WHAT YOU NEED TO DO: The string "river" appears in some lines of the data. Report how many, with no other words.

Referring expression data:
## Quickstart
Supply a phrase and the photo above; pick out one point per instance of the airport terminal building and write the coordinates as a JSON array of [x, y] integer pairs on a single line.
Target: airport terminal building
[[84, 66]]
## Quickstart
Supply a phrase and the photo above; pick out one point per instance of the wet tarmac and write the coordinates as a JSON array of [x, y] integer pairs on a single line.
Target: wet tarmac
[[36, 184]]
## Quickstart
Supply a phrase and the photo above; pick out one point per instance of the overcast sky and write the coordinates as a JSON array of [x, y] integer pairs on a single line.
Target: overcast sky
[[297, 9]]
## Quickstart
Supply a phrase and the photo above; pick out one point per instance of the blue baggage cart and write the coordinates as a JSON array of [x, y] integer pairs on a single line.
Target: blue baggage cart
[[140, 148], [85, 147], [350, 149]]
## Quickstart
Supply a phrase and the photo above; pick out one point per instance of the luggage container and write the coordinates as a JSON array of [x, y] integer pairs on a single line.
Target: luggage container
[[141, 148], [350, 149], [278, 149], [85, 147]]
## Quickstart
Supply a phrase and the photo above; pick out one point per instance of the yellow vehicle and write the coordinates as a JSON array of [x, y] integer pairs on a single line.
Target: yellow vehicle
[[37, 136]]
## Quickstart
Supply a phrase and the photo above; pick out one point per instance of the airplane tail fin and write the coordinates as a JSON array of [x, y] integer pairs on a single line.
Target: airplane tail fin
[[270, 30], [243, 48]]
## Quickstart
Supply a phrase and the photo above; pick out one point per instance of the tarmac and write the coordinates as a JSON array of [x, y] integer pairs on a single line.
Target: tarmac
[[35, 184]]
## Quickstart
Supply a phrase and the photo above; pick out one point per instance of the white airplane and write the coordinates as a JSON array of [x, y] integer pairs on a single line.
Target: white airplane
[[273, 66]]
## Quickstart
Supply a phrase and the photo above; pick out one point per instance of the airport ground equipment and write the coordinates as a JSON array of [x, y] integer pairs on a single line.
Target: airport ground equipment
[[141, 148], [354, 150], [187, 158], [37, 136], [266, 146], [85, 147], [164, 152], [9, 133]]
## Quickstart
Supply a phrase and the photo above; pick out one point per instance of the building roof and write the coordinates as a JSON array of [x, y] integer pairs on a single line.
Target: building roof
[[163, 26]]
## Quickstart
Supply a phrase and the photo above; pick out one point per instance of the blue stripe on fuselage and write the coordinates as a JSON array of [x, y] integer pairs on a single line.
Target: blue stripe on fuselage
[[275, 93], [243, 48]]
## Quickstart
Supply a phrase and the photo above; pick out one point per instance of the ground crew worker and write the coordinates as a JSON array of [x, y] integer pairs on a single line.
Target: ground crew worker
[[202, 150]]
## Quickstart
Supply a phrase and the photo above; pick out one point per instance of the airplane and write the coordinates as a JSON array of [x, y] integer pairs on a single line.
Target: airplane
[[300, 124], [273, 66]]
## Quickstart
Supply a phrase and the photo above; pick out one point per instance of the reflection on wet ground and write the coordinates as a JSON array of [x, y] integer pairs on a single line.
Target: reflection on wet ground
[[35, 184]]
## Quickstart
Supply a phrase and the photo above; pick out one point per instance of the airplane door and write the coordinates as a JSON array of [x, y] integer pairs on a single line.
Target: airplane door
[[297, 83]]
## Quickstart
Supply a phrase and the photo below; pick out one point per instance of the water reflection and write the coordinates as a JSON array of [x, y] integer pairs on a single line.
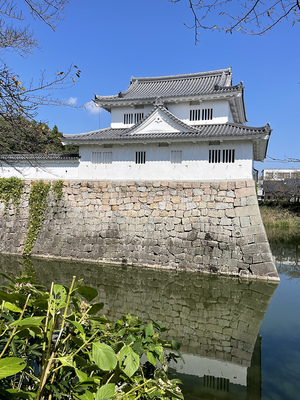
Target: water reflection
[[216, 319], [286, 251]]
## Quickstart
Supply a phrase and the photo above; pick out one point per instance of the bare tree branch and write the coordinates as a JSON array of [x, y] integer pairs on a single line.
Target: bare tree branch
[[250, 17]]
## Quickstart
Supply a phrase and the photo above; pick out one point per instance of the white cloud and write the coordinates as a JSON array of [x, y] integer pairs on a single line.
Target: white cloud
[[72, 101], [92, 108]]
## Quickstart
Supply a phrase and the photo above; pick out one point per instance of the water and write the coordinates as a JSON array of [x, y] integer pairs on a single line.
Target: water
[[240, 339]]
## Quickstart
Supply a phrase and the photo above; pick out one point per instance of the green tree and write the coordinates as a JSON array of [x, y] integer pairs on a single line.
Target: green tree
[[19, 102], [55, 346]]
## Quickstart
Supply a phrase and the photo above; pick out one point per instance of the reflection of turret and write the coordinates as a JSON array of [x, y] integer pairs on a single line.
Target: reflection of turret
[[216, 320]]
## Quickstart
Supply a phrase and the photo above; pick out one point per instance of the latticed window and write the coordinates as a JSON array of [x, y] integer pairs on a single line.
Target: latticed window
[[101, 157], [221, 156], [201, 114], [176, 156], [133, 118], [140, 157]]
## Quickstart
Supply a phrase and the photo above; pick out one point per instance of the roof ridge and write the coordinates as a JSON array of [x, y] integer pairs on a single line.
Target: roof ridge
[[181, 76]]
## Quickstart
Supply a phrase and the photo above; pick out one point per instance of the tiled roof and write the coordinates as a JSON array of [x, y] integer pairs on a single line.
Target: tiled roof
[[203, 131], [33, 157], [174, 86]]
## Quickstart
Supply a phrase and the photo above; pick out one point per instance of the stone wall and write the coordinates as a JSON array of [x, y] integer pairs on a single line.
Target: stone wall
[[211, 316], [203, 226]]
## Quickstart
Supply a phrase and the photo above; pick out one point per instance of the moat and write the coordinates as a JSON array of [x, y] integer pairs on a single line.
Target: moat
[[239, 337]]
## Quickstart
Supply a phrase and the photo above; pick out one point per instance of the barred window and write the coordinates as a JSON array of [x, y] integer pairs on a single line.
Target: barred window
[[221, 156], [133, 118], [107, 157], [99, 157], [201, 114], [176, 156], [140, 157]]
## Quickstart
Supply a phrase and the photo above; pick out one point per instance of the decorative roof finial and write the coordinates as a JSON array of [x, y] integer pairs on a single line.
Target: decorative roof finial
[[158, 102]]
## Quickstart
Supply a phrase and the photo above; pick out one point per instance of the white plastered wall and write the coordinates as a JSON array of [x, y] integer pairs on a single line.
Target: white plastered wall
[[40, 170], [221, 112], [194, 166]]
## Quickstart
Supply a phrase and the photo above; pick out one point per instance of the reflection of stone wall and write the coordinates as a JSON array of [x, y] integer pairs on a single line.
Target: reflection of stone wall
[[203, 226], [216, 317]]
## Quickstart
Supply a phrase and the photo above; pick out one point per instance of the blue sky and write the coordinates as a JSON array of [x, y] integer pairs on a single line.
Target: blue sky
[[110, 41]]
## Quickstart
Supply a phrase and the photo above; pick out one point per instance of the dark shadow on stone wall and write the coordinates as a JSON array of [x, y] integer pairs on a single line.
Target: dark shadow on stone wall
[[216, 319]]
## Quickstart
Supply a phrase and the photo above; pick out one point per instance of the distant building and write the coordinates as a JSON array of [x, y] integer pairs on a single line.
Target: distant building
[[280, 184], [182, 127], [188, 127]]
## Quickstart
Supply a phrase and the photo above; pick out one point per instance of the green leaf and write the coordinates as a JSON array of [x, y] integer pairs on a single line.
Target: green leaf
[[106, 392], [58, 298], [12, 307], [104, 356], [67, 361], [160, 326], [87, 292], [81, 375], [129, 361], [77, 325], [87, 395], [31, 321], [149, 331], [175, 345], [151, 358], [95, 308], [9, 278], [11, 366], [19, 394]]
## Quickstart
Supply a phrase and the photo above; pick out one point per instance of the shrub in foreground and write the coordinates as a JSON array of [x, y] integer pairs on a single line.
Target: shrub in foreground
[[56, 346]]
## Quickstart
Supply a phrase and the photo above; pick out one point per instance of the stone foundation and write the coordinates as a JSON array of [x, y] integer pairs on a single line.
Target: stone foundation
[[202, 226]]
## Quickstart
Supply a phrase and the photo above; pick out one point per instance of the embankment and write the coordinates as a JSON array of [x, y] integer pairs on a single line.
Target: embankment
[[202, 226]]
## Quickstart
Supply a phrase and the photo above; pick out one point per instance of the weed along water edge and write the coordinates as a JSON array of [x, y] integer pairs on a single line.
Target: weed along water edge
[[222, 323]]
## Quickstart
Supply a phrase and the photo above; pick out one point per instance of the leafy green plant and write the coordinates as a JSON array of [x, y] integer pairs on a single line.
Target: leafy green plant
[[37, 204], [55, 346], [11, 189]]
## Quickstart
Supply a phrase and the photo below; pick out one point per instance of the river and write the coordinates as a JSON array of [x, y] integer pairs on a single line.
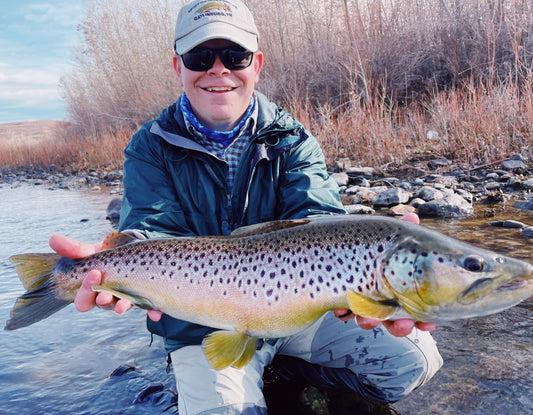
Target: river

TASK OUTPUT: 2